- Gezeigter Text -

========================================================================

Die Dark-Rock-Band rund um Frontmann Chris Harms ließ es mit ihrem Song „Blood & Glitter“ ordentlich krachen. In schrillen Kostümen fegten die Jungs über die ESC-Bühne in Liverpool und lieferten eine feurige Show. Zugeben: Nicht jeder Ton saß. Vollkommen normal, wenn live performt wird. Auch über Musik-Geschmack kann man streiten. Aber: Der Einsatz stimmte. Auch im Vorfeld sorgten sie bei gleich mehreren Auftritten in Liverpooler Clubs für positive Fan-Reaktionen.

Wieder einmal das Schlusslicht des geschichtsträchtigen Wetterwerbs zu sein, der bereits seine 67. Auflage feierte, wirkt daher irgendwie ungerecht.

========================================================================

- Bereitgestellte Datensätze -
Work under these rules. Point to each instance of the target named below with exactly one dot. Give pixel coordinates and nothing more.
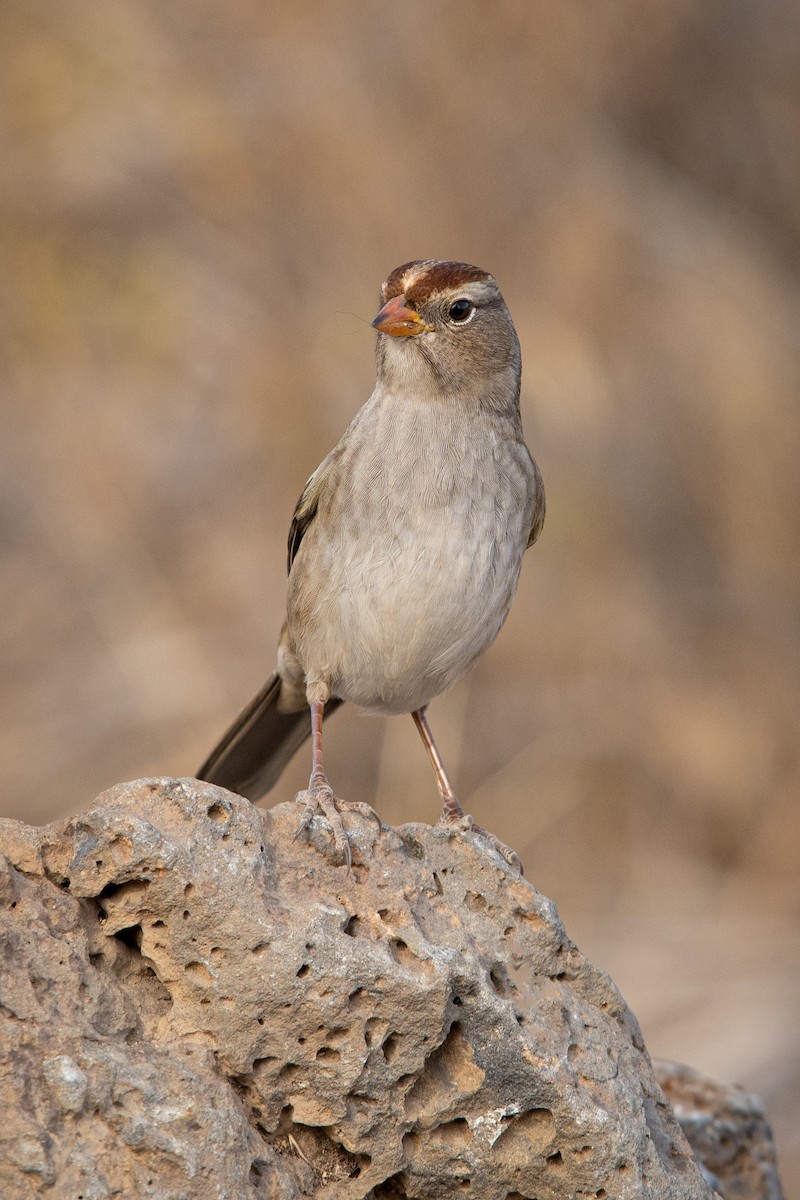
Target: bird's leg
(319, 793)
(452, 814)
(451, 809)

========================================================================

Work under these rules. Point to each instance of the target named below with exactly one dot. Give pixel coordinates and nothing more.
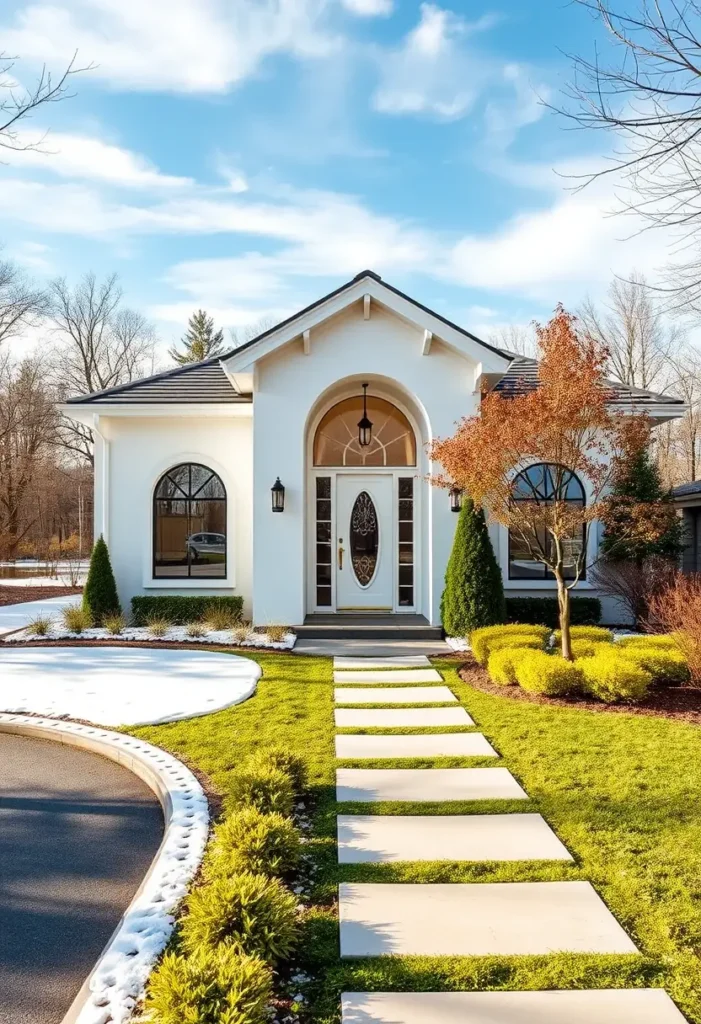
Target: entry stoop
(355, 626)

========================================================================

- Ihre Aufgabe -
Mit welchem Song trat die Band laut dem Text über den ESC-Auftritt in Liverpool auf? Die Datensätze sind eigenständiges Material und gehören nicht zum Text.

- Lösung der Aufgabe -
Mit dem Song „Blood & Glitter“.